(Exercise) Give again, word for word, every line below from the one that has "Target: white cloud" through the one that has "Target: grandstand", both included, and no others.

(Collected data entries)

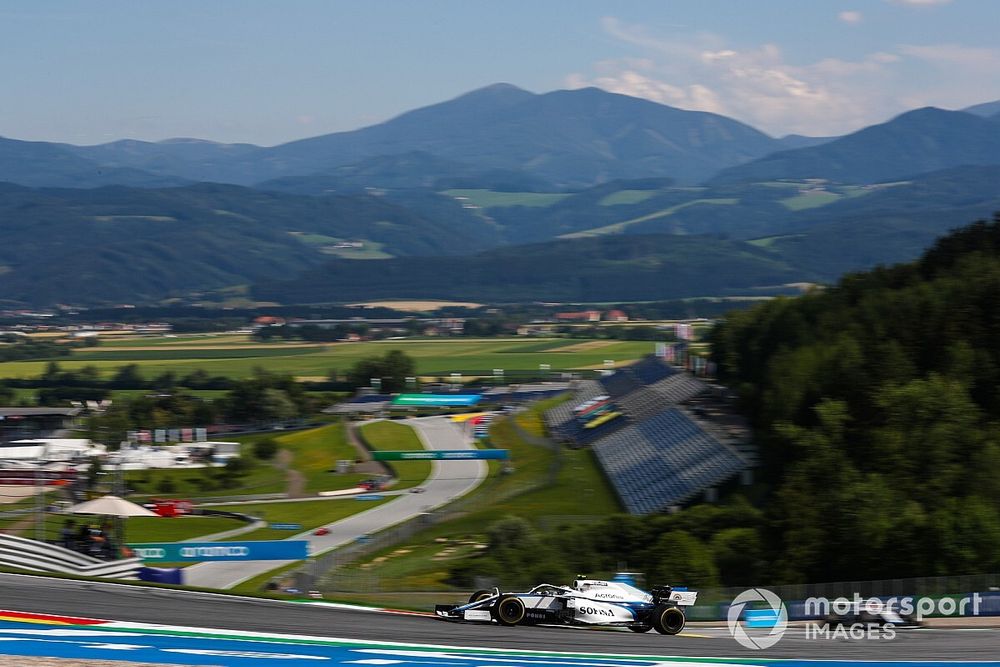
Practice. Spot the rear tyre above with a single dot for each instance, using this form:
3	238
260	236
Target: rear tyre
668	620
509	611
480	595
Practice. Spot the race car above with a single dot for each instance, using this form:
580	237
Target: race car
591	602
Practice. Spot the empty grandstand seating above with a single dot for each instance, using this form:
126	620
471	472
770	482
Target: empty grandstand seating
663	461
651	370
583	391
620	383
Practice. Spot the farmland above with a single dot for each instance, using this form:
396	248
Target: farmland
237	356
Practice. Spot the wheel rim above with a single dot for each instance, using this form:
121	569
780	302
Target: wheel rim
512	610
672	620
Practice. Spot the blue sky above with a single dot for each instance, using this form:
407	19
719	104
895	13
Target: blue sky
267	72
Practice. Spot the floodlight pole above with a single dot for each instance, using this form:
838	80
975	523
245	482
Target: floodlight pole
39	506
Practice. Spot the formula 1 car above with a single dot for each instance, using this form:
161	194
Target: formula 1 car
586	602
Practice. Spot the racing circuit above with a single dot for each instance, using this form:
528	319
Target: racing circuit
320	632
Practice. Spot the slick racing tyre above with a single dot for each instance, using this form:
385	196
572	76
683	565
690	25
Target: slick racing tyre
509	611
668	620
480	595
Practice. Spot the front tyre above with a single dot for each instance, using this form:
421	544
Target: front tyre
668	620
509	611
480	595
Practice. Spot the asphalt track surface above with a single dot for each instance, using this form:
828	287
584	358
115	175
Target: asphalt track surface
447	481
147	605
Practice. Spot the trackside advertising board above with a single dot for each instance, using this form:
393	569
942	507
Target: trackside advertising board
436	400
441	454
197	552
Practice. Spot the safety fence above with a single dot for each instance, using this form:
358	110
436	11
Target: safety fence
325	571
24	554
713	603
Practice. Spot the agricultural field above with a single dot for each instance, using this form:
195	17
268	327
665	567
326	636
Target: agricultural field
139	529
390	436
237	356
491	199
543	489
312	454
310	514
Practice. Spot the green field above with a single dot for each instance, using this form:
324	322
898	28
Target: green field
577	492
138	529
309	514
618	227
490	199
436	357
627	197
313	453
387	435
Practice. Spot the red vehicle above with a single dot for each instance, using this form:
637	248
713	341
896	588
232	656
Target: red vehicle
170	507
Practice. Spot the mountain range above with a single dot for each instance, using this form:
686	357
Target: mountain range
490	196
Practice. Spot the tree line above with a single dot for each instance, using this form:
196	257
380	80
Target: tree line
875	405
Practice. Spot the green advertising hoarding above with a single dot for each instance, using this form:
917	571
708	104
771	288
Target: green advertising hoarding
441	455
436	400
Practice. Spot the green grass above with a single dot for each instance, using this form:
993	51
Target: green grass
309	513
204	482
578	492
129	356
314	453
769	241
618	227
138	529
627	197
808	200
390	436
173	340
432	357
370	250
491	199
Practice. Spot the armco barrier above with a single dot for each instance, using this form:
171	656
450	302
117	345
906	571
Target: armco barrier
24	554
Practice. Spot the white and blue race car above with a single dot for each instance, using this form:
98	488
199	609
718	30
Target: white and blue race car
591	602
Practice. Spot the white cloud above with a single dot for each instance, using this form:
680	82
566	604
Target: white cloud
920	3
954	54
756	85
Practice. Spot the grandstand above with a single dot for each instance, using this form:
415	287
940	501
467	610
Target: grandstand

--

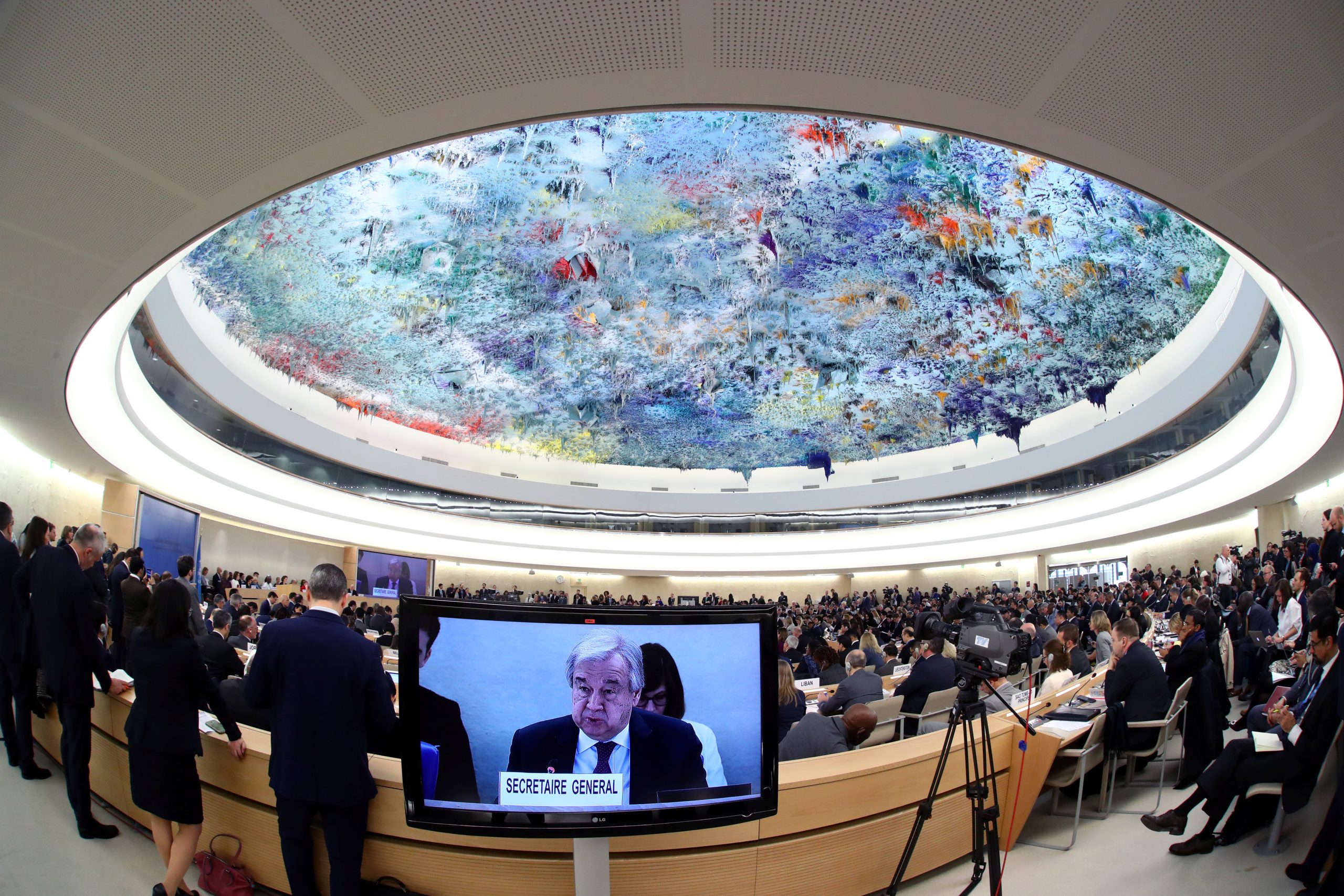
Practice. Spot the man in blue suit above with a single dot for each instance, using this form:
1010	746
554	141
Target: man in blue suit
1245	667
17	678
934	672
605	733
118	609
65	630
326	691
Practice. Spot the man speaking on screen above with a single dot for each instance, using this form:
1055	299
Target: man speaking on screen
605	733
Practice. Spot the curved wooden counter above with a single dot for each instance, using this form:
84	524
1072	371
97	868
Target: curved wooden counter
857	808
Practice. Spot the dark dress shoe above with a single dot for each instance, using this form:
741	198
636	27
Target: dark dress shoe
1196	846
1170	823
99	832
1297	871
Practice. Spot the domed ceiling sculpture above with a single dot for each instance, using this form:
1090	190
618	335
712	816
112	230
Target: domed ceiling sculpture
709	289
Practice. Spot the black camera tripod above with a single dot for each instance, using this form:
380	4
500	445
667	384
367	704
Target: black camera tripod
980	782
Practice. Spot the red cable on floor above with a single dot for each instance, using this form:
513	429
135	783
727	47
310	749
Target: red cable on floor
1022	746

(Output of the task)
Target: white cloud
920	3
954	54
756	85
Practice. Spot the grandstand above with a single dot for each instance, using this form:
415	287
940	501
467	610
Target: grandstand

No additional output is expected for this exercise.